**Document extract**
Peter Murphy - 7/13/2013
Smack dab in the middle of July 2013, the sweaty heart of the Phoenix summer, Peter Murphy hopped off a flight from his home in Turkey and onto the stage of the Crescent Ballroom. The granddad of goth has had an incredibly successful solo career, but this night was devoted to playing the music of Bauhaus, the gloriously gloomy, post-punk band that he fronted, which formed back in the late '70s.

The pre-show chatter was nothing but words of anticipation and excitement; the impatient crowd was loaded with hardcore fans. When he finally hit the stage, there were some faces streaked with runny eyeliner, and it wasn’t just from waiting below the warm lights or the summer season. Those were some emo tears, as Murphy ripped through Bauhaus classics, from the extra-dark and haunting like “King Volcano,” and “The Spy in the Cab,” to the beautiful, like “Silent Hedges,” right into relentlessly driving favorites like “Dark Entries.” 

Even though it was just Murphy and not the rest of the original lineup (who have all reunited over the years for short tours), it was still pretty magical to hear him bellowing out those essential classics in such an intimate setting. AMY YOUNG

twenty one pilots - 11/12/2013
Now a platinum-selling band known for their crowd drumming  and hamster-ball stunts, twenty one pilots wasn’t always playing at 18,000-seat venues like Talking Stick Resort Arena. Once upon a time, on November 12, 2013, the indie-rock duo Tyler Joseph and Josh Dun walked into Crescent Ballroom sporting red and blue ski masks.

Before “Car Radio” hit car radios, before “Blurryface” was released and before songs like “Ride” and “Stressed Out” dominated playlists, the band put on a big show in the small space.

**Your tasks**
(1) According to the Crescent Ballroom concert recap, why was the Peter Murphy show still magical even though the rest of the original lineup was absent? Answer in one to three sentences.
(2) Resume the Crescent Ballroom concert recap, picking up after its final sentence.

**Records in a dataset**
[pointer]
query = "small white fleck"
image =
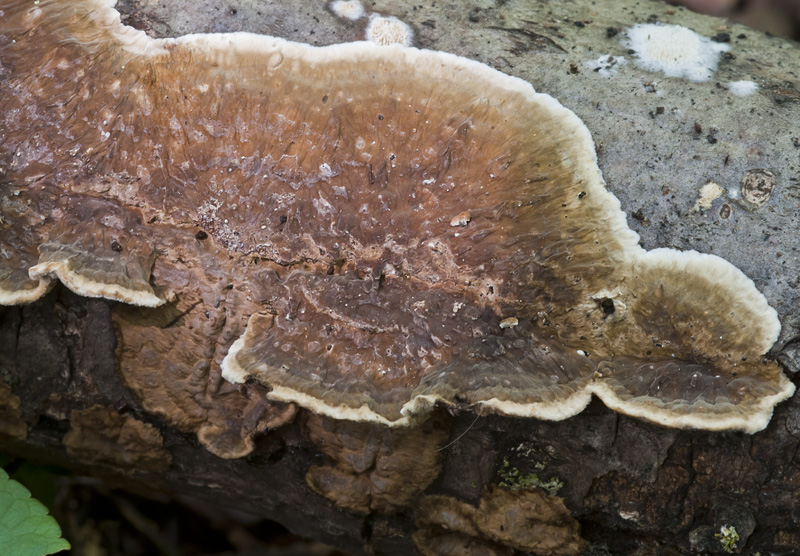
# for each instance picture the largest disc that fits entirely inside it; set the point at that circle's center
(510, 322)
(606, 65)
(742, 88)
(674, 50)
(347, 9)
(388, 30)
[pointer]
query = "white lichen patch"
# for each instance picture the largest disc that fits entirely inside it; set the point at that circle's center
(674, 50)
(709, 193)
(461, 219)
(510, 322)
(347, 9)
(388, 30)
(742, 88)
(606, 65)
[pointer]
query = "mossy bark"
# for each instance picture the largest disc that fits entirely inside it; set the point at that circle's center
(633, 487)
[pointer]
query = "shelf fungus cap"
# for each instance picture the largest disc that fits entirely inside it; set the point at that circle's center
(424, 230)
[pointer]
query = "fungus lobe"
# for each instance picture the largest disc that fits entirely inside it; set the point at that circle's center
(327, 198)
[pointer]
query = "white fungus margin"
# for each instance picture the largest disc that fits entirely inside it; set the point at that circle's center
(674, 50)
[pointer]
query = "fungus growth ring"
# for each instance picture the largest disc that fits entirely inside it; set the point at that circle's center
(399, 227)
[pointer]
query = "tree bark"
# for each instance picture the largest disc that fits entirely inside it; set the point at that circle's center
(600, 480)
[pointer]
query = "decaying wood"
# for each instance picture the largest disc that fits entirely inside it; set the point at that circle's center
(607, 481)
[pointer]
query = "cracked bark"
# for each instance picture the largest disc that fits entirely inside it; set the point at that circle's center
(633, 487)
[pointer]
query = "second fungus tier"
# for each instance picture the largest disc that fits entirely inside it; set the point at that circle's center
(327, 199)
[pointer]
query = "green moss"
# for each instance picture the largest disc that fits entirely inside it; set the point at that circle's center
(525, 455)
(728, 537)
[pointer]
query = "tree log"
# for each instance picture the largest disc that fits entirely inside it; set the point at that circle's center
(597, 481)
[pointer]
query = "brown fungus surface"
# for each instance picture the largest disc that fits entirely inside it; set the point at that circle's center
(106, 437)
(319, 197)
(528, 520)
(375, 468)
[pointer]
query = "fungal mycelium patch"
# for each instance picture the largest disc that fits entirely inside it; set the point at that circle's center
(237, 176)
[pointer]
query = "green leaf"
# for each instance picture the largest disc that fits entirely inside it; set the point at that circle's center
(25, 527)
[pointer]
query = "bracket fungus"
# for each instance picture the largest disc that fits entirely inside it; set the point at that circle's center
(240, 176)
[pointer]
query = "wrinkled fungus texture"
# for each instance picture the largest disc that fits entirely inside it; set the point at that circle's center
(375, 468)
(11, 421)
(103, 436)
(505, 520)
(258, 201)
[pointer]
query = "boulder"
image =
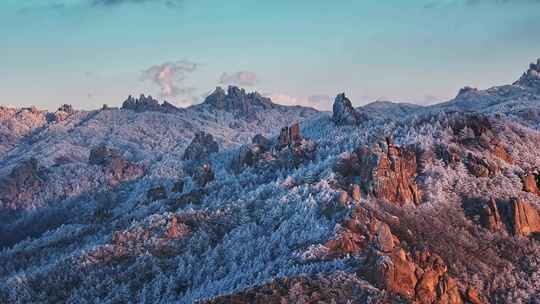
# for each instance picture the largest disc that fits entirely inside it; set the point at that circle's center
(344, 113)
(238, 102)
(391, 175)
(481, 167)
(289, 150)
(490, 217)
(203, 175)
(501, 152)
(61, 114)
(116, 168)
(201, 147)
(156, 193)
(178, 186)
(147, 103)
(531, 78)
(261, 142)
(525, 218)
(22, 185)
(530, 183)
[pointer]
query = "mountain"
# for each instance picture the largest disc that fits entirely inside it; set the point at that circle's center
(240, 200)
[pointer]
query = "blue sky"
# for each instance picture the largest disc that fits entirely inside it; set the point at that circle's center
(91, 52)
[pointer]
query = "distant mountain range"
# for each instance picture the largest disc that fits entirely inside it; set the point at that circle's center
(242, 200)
--
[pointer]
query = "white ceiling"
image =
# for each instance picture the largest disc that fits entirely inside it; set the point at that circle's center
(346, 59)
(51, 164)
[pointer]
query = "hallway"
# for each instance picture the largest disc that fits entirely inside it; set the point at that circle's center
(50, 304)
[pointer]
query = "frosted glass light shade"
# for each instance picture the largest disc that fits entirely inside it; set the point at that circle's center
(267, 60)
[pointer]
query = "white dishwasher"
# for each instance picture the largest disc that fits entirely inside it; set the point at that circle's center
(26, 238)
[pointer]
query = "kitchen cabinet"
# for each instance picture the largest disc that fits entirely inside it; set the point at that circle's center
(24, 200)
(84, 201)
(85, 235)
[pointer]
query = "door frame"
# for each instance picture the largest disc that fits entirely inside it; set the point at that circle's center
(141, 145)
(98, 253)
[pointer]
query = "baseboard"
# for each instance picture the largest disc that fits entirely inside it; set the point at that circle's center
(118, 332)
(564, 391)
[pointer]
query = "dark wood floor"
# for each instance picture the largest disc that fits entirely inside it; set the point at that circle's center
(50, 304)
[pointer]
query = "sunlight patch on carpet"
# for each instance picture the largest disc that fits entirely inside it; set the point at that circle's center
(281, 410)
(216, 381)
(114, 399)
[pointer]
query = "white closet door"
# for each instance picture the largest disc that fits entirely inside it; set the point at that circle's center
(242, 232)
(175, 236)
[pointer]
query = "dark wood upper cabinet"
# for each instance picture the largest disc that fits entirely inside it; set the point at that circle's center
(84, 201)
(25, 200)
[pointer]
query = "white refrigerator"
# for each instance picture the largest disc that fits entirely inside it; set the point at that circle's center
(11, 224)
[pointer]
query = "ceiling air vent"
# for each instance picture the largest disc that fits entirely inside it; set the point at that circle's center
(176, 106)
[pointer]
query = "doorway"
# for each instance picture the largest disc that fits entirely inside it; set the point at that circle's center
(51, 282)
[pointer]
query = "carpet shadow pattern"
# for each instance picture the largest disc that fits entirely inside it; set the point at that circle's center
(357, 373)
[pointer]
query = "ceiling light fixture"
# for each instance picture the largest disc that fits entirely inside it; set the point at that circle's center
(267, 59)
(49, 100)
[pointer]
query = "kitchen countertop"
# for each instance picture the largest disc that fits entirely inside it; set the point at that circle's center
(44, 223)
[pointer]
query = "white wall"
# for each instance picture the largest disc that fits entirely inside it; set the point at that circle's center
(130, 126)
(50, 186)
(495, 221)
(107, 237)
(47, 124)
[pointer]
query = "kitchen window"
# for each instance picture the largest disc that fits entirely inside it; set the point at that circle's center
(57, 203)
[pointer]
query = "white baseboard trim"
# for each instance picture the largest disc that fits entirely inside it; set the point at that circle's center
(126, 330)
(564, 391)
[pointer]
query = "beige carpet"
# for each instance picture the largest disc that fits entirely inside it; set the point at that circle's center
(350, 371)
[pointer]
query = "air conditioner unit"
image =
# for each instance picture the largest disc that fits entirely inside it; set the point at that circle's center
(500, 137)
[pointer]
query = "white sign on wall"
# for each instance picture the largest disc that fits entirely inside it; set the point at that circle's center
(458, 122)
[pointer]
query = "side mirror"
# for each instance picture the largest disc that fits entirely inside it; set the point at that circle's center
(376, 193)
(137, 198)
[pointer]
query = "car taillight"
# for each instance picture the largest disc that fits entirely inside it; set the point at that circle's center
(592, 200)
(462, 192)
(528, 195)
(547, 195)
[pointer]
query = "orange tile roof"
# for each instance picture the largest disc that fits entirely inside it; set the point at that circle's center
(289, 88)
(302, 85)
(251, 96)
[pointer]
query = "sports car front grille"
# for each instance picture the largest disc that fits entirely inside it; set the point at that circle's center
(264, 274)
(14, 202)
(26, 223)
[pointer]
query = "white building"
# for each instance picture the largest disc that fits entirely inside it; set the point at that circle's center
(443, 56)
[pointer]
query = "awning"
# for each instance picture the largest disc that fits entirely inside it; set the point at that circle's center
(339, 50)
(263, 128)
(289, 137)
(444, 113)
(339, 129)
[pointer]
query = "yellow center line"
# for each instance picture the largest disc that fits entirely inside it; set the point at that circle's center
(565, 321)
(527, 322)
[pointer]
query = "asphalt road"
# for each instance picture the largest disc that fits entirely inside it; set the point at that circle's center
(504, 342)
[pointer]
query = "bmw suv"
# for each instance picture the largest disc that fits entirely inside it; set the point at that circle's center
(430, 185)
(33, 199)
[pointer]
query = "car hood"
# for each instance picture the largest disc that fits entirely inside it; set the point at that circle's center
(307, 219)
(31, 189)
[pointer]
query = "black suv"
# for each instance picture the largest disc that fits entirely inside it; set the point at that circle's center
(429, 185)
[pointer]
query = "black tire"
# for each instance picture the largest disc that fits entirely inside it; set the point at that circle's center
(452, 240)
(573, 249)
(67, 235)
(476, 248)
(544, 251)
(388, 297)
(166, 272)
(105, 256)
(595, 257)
---
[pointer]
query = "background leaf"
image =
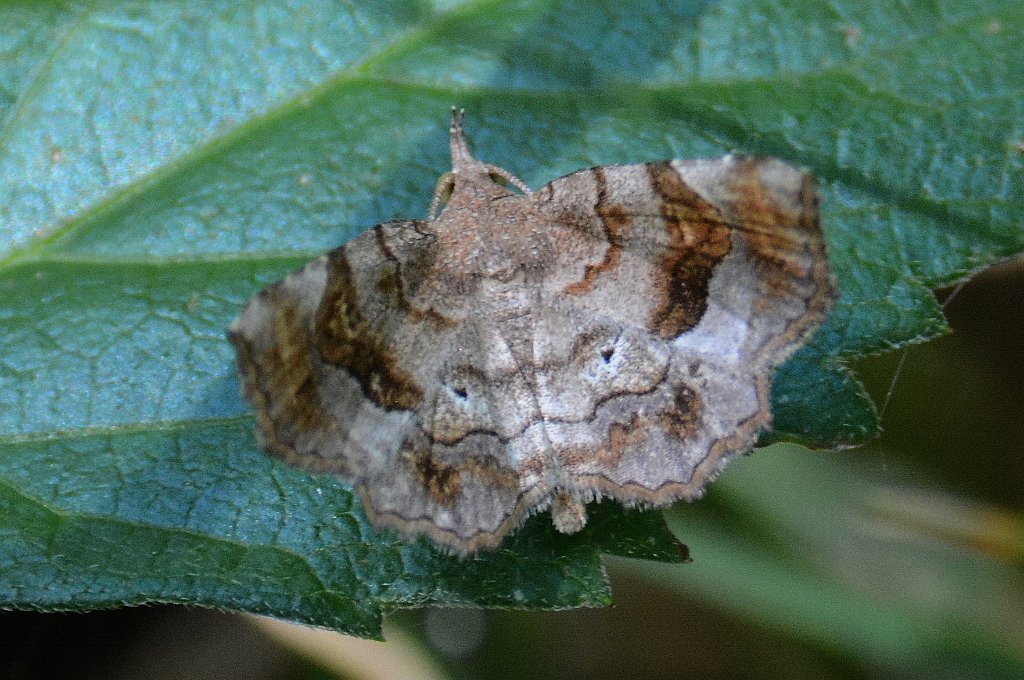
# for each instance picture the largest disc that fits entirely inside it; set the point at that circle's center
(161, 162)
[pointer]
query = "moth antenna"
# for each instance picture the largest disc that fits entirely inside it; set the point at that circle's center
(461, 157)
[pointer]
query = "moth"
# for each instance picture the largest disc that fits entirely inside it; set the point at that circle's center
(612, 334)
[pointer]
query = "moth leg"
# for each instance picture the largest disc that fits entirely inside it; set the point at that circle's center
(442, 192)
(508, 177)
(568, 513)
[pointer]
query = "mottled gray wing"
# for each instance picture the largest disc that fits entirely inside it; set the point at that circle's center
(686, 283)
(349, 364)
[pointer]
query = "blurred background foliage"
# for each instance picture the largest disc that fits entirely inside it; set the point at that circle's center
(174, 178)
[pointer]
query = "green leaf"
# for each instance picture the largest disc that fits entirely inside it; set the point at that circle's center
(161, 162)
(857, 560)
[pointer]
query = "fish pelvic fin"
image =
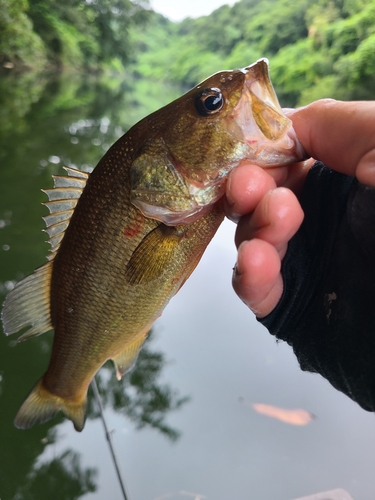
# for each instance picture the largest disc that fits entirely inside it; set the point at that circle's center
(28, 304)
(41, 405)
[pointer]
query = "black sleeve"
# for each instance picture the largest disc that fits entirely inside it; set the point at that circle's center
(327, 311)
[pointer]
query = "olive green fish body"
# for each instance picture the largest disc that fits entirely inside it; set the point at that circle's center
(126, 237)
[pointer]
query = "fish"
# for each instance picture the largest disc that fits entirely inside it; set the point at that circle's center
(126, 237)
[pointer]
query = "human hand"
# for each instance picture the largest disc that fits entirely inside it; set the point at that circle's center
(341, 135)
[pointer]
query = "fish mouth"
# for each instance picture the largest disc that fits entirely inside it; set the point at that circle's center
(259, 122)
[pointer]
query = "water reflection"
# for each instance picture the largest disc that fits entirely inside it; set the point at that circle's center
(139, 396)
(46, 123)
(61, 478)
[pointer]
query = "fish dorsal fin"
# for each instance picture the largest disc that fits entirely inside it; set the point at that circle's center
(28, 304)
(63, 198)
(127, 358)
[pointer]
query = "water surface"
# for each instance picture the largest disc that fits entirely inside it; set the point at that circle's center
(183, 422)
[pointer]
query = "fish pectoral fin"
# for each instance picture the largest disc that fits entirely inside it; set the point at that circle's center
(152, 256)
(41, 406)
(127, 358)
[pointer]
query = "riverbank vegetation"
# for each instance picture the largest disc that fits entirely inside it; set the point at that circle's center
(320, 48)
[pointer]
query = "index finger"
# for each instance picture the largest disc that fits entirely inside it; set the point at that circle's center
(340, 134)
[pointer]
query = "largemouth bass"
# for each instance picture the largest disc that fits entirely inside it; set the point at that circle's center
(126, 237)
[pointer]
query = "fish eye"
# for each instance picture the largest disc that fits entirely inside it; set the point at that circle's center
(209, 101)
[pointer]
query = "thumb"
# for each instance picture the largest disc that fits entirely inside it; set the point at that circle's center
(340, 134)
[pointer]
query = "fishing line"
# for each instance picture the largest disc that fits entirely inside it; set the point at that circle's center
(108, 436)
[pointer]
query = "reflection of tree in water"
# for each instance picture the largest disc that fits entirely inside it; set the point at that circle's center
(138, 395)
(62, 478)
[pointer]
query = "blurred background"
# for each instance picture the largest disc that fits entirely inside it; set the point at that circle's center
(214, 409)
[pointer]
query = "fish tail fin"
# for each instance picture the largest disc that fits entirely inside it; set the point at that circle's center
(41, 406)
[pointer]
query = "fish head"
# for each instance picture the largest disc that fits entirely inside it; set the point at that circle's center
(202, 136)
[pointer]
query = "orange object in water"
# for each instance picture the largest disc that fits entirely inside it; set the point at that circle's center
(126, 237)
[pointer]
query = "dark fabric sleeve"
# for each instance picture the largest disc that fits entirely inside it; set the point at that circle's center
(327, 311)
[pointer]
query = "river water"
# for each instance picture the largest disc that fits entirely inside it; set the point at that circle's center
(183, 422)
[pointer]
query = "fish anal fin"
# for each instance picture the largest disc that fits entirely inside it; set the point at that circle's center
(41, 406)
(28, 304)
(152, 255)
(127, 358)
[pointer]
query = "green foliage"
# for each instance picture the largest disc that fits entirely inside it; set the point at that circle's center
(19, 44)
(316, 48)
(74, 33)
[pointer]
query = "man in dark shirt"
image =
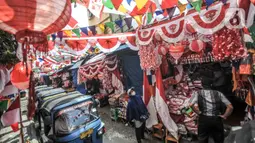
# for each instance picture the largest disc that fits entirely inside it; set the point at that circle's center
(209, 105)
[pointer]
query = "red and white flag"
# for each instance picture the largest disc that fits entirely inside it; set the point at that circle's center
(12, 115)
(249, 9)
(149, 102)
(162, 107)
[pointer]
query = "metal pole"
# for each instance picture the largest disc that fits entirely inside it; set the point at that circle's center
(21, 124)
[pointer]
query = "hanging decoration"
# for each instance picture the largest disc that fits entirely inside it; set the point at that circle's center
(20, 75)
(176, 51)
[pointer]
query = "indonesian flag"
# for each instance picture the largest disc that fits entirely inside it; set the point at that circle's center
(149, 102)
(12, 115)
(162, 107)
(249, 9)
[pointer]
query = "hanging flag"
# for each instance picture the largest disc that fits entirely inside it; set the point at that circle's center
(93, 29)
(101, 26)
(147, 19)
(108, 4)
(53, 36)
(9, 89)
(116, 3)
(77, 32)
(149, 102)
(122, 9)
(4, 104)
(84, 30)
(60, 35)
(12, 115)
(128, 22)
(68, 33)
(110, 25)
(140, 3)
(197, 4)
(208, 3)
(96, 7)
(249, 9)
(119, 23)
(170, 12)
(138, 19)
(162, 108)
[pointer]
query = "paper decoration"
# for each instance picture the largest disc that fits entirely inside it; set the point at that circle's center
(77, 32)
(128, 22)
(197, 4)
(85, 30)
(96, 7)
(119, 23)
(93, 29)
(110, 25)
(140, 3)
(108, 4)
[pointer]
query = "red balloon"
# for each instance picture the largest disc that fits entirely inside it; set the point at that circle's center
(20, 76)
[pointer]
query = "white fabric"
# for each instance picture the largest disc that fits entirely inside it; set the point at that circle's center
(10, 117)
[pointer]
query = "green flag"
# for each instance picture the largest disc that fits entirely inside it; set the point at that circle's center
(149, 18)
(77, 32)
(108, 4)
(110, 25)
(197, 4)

**Written answers**
(1) It was still pretty magical to hear Murphy bellowing out those essential Bauhaus classics in such an intimate setting.

(2)
The band’s light shows, introspective lyrics, and stage tricks look almost unreal in a big venue, but in Crescent, that show was just as exciting and had a more intimate feel to it. Throughout the night, the duo turned off the mics and Joseph pulled out his signature ukulele, playing songs like Elvis Presley’s “Can’t Help Falling In Love.” Yet they still retained their energy, diving into the crowd with flashing lights.

It was the kind of show that will likely never happen again the band’s history, but will still stand as one of the best performances to hit Crescent Ballroom. MEGAN JANETSKY

Highly Suspect - 4/15/2016
For the pace at which rock trio Highly Suspect took over the internet with controversial music videos and raw, honest Pink Floyd-esque songwriting, Crescent Ballroom’s atmosphere was ideal to see the band, which has been nominated for two Grammys. Not too crowded, more than enough room to dance, heavy with dry ice and lavender lighting.

Highly Suspect sauntered on stage like they weren’t quite sure why they were there. The mix of hipsters, college students, Rastafarians, metal heads, DJs, and middle-aged couples made it clear that the connection to the music isn’t unwarranted. Blood, sweat, and tears; beautiful audacity; cigarettes and leather ... hope for the future of rock 'n' roll.

Highly Suspect inundated the crowd with the true feeling of rock and nostalgia for the devastating nuances of musicians giving all their energy to the people. Yes, the self-destruction of Highly Suspect is likely — the venues will get bigger, the fame larger.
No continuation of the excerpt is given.